▶ GESTELLTE AUFGABE 1:
Fassen Sie im Textausschnitt zur Wirtschaft der Eurozone den Absatz, der mit „Der Wert für die grösste Volkswirtschaft“ beginnt, als Liste zusammen und behalten Sie dabei seine wesentlichen Angaben bei.

▶ TEXTAUSSCHNITT:
::::::::
Europas Wirtschaft schrumpft weiter

Die US-Konjunktur bleibt gemäss Einkaufsmanagerindex robust. In den asiatischen Exportnationen gibt es einen Produktionseinbruch.

Dass die globale Wirtschaft noch wächst, ist den USA zu verdanken. Denn die Wirtschaft der Eurozone schrumpft. Das zeigt zumindest ein wichtiger Frühindikator der Konjunktur an: Der Einkaufsmanagerindex (Purchasing Managers Index, PMI) für die Eurozone liegt den zweiten Monat in Folge unter der Wachstumsmarke von 50. Immerhin zeigt der Wert von 49,6 keinen dramatischen Absturz an – wenn es auch der tiefste Indexstand seit mehr als zwei Jahren ist.

Der Wert für die grösste Volkswirtschaft der Region, Deutschland, hält sich trotz allen Unsicherheiten noch über 49 Punkte. Und die französische Industrie zeigt sich mit einem PMI gar in einer besseren Stimmung als im Juli. Er ist über die Schwelle von 50 geklettert. Auch die Niederlande und Irland befinden sich in der Wachstumszone. Spanien steht kurz davor. Schlusslicht ist Italien mit einem Indexwert von 48.
::::::::
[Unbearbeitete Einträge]
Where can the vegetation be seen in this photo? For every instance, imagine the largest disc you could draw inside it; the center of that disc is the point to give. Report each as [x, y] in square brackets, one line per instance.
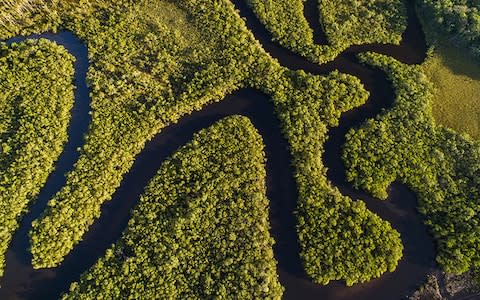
[340, 239]
[37, 96]
[442, 166]
[346, 23]
[460, 19]
[25, 16]
[455, 77]
[358, 22]
[153, 62]
[430, 290]
[200, 231]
::::::::
▶ GESTELLTE AUFGABE 2:
Geben Sie an, wie viele Zeilen der Einträge das Wort "photo" enthalten.

▶ VOLLSTÄNDIGE ANTWORT 1:
- Deutschland (grösste Volkswirtschaft der Region): Wert trotz aller Unsicherheiten noch über 49 Punkten
- Frankreich: Industrie-PMI über die Schwelle von 50 gestiegen, Stimmung besser als im Juli
- Niederlande und Irland: in der Wachstumszone
- Spanien: kurz vor der Wachstumszone
- Italien: Schlusslicht mit einem Indexwert von 48

▶ VOLLSTÄNDIGE ANTWORT 2:
1